Sì, perché non c’è nulla di più bello ed onorevole che dedicare la propria vita alla difesa della fede e al servizio di coloro che sono infermi nel corpo e – come dice con bella e ispirata immagine il Santo Padre – ‘feriti nella loro anima’. La Cavalleria, perciò, educa alla libertà perché è spada spirituale della misericordia di Dio, del suo afflato caritativo verso quei soggetti che la Tradizione ha individuato fin dal Medio Evo come i più bisognosi di protezione amorevole: le vedove, gli orfani, i poveri.
Nei presenti tempi di barbarie, acuita anche dalle perverse conseguenze di una selvaggia e disumana globalizzazione che produce finanche nuove forme di schiavitù umana, spetta alla milizia cristiana cavalleresca l’onere di avvolgere col manto della pietà i fratelli che portano i segni del Cristo sofferente.

Voci tratte da una raccolta di dati

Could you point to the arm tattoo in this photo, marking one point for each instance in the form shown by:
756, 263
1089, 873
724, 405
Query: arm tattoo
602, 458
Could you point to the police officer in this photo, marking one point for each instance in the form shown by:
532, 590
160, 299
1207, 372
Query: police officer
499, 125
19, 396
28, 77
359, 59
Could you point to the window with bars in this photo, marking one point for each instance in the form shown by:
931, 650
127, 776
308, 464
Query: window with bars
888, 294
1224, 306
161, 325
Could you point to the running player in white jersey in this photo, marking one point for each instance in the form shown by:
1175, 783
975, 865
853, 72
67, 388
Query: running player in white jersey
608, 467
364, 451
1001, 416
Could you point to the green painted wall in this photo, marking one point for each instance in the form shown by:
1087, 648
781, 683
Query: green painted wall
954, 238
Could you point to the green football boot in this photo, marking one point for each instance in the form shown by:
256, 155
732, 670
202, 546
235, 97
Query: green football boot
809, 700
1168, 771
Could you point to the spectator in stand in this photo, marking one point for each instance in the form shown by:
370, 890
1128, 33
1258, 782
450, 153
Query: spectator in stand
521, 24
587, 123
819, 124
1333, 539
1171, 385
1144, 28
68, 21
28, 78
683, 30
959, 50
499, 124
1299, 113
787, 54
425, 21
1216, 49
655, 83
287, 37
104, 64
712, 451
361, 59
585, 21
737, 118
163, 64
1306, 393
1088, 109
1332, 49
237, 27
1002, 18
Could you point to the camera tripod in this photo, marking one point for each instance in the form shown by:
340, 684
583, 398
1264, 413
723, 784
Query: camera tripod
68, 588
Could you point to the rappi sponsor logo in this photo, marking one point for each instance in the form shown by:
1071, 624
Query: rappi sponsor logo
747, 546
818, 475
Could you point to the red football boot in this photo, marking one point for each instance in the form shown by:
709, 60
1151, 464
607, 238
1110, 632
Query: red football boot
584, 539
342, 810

ATTIVITÀ DA SVOLGERE:
[1] Nel brano sulla cavalleria cristiana, quali soggetti la Tradizione ha individuato fin dal Medio Evo come i più bisognosi di protezione amorevole?
[2] Prosegui il brano sulla cavalleria cristiana dopo l'ultima frase riportata.

SOLUZIONI:
[1] Le vedove, gli orfani e i poveri.

[2]
Con le professioni, per esempio, dei voti di obbedienza e di povertà la milizia cristiana cavalleresca testimonia una vitalità della natura dell’istituzione il cui ruolo non può che essere quello, nella post-modernità, di nobilitare in senso più alto la ‘città terrena’, restaurandone i segni del Bene Comune e la Giustizia della solidarietà umana. Si tratta, invero, di affrontare la sfida della secolarizzazione e profondere le migliori energie per riconsacrare un mondo sempre più profano, sempre più incline a dissolutezze paganeggianti.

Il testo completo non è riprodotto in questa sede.